### Excerpt to read
___

If you’re reading this, you’re involved in a grand experiment, and you probably don’t even know it.
The experiment has to do with what you know.
That’s one of the most basic parts of life.
Friends commonly greet each other by saying, “What’s new?”
It was the first thing the nation’s founders thought of when they started adding amendments to the Constitution.
And now one of the latest versions of that question is playing itself out here, in Kirkland.
I’ve thought about that a lot lately, largely because of this job, filling in for a reporter who’s on medical leave at the Kirkland Reporter.
It’s been fun, and interesting, much different from the place where I spent most of my life, as a reporter at the Seattle Times, and also very thought-provoking.
A major difference is the size of the papers, of course. The Times had hundreds of people in its news department and was printed every day. The Kirkland Reporter has fewer people and is printed once a week.
But the differences go far beyond such comparisons.
They partly involve history.
For decades, in the information business, people in places like Kirkland learned what they needed to know about their communities from a weekly paper; here, it was the East Side Journal. There usually would be a metropolitan daily not far away — and here there were three for awhile, the Times, the Post-Intelligencer and the King County Journal.
But as always happens, things change.
For many years, it was part of my life to read those three dailies every morning. The Times even had an extensive array of “zoned editions,” employing dozens of reporters, in effect publishing different newspapers for the north, east and south parts of the Seattle area, as well as an edition for Seattle itself.
That didn’t last. Both the Journal and the PI stopped publishing, although vestiges of their existence remain.
The Kirkland Reporter can trace its heritage to the East Side and King County journals and PI remains as an electronic newspaper, available onli ne but skipping all the messiness of trying to deliver a piece of paper to your doorstep for less than the price of a slice of pizza. The Times ended its zoned editions in 2008.
The Internet was a big part of the changes, of course. People sell their cars for free on Craigslist, decimating newspaper classified advertising. Google means everyone can carry the equivalent of an encyclopedia, or the entire Kirkland Library, in their pocket, diluting the need to read those three newspapers every day.

___

### Extracted records
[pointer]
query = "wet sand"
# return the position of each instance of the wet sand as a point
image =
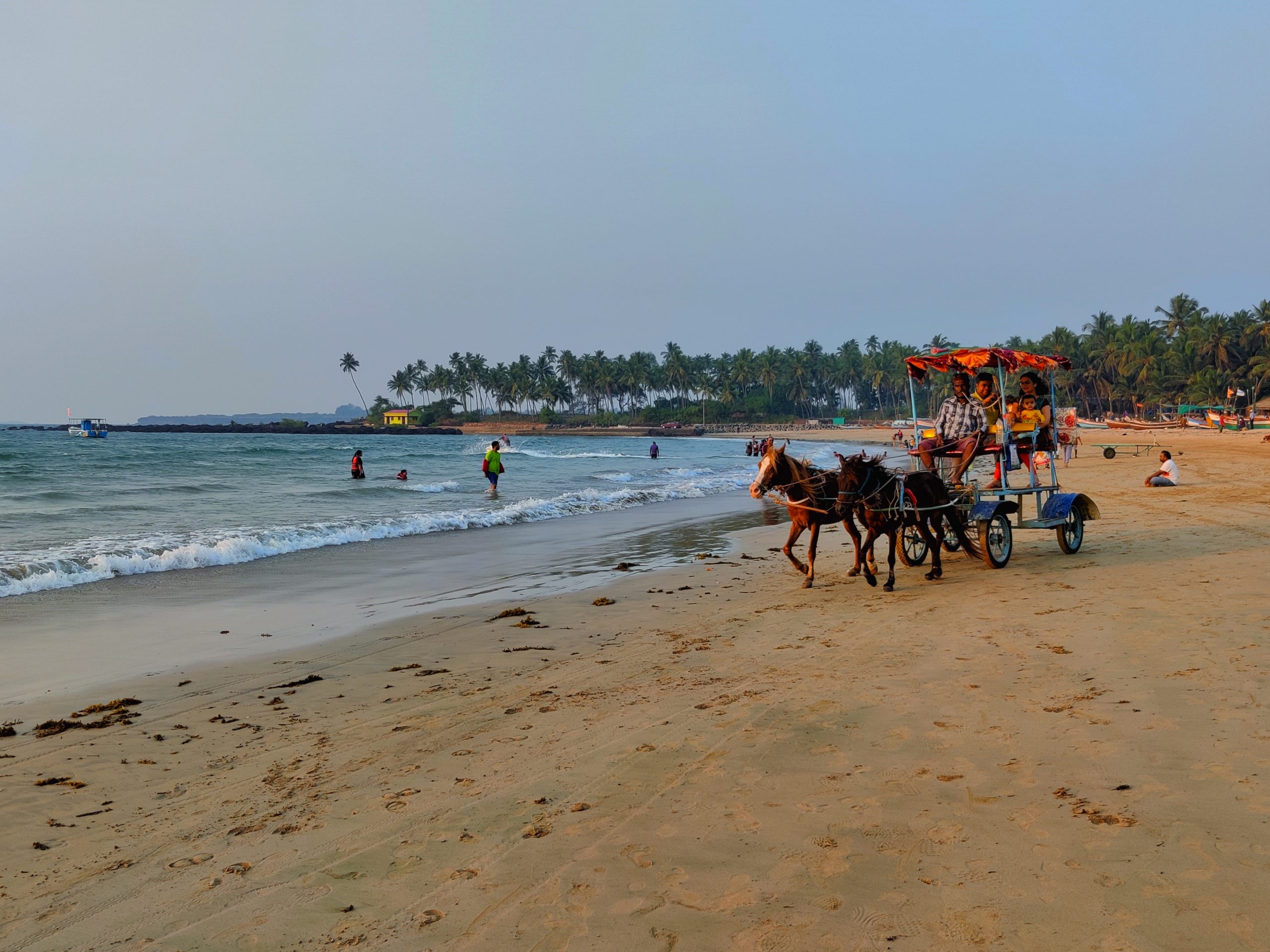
(1061, 756)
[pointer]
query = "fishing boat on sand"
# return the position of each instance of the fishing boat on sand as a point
(1146, 424)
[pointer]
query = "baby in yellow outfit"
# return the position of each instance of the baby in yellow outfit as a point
(1028, 413)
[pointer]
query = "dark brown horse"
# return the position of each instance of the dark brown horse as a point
(816, 499)
(887, 502)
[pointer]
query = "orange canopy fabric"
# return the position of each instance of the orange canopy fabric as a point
(973, 358)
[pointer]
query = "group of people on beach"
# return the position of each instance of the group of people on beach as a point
(492, 466)
(759, 447)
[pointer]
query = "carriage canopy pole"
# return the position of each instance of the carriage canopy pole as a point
(1004, 459)
(912, 403)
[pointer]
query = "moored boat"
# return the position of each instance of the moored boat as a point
(91, 427)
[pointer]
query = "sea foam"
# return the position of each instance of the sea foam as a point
(98, 559)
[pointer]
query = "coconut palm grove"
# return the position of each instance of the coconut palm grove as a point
(1184, 355)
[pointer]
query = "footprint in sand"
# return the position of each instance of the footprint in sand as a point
(638, 855)
(190, 861)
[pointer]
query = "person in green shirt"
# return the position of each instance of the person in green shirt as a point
(985, 391)
(493, 466)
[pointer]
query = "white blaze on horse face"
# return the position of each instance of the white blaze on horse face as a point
(765, 469)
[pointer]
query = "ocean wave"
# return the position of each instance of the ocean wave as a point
(97, 560)
(447, 486)
(584, 455)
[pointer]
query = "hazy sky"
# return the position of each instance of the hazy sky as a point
(202, 206)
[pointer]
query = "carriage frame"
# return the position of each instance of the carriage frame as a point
(996, 513)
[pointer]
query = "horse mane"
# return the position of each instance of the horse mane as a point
(801, 469)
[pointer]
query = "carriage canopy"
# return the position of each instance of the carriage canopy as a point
(976, 358)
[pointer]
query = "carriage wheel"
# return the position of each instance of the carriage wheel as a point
(996, 541)
(912, 547)
(1071, 534)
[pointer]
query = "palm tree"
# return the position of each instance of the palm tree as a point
(348, 363)
(400, 385)
(767, 370)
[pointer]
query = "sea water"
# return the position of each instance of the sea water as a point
(76, 512)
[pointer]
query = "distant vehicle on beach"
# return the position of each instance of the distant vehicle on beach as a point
(93, 427)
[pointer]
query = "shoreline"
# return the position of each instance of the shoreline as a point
(108, 633)
(1065, 753)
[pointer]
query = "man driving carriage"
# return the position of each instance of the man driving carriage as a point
(959, 428)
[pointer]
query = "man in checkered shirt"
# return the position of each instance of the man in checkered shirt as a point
(959, 427)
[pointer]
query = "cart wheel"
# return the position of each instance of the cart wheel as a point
(912, 547)
(1071, 534)
(996, 541)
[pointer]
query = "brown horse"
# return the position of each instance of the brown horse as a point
(887, 502)
(815, 498)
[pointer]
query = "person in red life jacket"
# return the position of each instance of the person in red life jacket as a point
(493, 466)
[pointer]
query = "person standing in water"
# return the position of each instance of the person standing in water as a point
(493, 466)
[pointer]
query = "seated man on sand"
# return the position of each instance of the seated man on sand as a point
(959, 427)
(1167, 473)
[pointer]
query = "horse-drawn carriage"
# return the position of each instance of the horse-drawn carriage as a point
(921, 511)
(997, 511)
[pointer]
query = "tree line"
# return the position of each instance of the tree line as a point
(1185, 356)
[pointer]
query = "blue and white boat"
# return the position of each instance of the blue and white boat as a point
(92, 427)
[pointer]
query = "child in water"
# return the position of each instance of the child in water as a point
(493, 466)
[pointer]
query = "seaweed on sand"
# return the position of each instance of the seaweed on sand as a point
(508, 613)
(310, 679)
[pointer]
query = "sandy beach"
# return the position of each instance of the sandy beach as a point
(1061, 756)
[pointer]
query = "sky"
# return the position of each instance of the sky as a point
(203, 205)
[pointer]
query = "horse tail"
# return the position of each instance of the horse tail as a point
(971, 546)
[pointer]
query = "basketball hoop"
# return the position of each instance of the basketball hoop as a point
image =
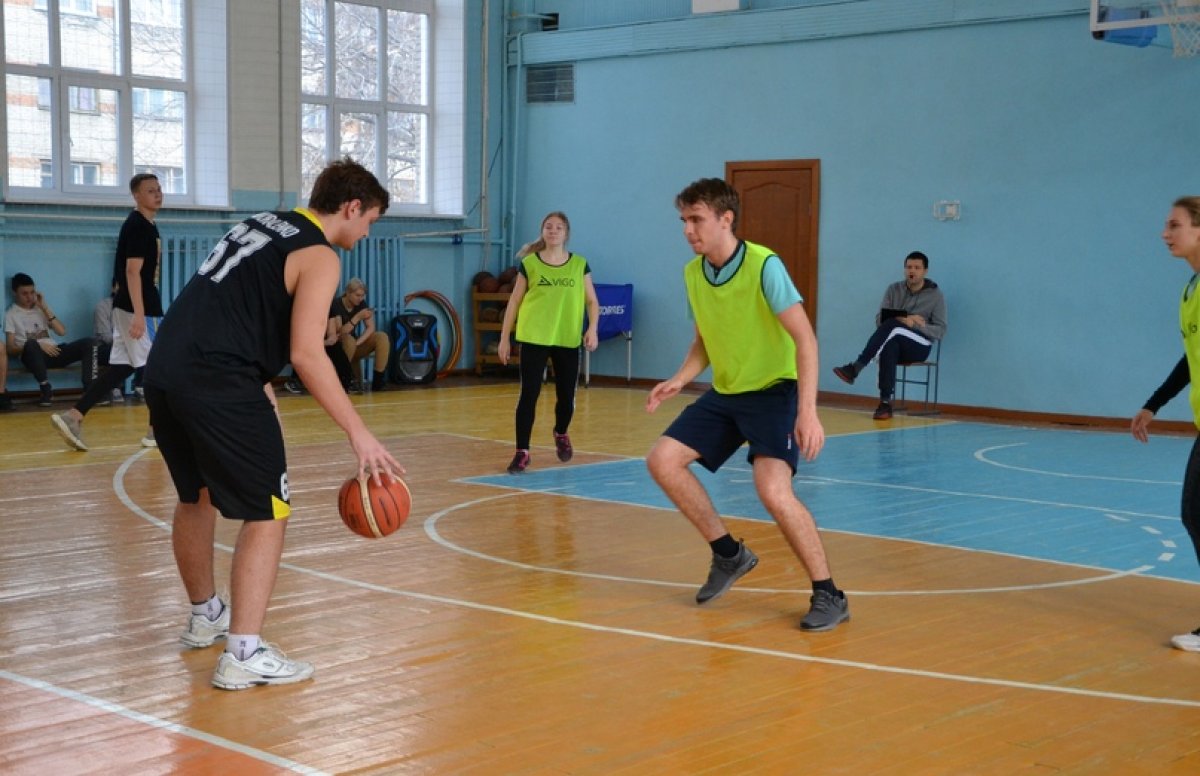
(1183, 18)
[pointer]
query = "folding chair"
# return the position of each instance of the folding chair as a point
(928, 379)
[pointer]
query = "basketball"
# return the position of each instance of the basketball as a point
(373, 510)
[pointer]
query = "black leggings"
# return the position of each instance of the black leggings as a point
(533, 367)
(1189, 507)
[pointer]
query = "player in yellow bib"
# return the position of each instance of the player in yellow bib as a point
(552, 289)
(1182, 239)
(753, 330)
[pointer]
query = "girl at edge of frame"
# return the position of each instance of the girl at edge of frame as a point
(551, 294)
(1182, 239)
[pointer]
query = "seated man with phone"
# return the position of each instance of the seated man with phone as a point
(911, 318)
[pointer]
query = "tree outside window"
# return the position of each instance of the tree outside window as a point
(364, 77)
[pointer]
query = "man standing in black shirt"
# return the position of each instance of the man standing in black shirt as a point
(258, 301)
(137, 307)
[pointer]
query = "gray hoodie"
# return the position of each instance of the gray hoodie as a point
(928, 302)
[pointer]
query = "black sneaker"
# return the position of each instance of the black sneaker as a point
(827, 611)
(846, 372)
(520, 462)
(725, 571)
(1187, 642)
(563, 446)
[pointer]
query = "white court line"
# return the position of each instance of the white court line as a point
(433, 534)
(989, 497)
(610, 500)
(673, 639)
(982, 456)
(155, 722)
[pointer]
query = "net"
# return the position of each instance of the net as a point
(1183, 18)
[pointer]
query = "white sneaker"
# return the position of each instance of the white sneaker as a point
(1187, 642)
(267, 666)
(70, 429)
(204, 632)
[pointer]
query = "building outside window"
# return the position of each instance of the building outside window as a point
(70, 97)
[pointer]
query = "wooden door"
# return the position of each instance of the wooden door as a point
(780, 204)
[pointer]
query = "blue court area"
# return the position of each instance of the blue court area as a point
(1089, 498)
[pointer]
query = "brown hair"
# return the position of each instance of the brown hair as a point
(1192, 204)
(343, 181)
(539, 245)
(713, 192)
(141, 178)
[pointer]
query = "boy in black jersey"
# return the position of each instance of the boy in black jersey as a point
(258, 301)
(137, 307)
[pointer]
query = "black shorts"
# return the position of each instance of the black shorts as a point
(715, 425)
(232, 447)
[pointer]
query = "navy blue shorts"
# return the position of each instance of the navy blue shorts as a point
(234, 449)
(717, 425)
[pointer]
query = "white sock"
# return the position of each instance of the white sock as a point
(210, 608)
(241, 647)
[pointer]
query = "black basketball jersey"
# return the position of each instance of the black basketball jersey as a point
(229, 330)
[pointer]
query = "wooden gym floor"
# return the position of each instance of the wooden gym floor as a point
(1012, 590)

___

### Task item
Reproduce the column on Kirkland news word for word, from "But the differences" to "happens, things change.".

### Solution to this problem
But the differences go far beyond such comparisons.
They partly involve history.
For decades, in the information business, people in places like Kirkland learned what they needed to know about their communities from a weekly paper; here, it was the East Side Journal. There usually would be a metropolitan daily not far away — and here there were three for awhile, the Times, the Post-Intelligencer and the King County Journal.
But as always happens, things change.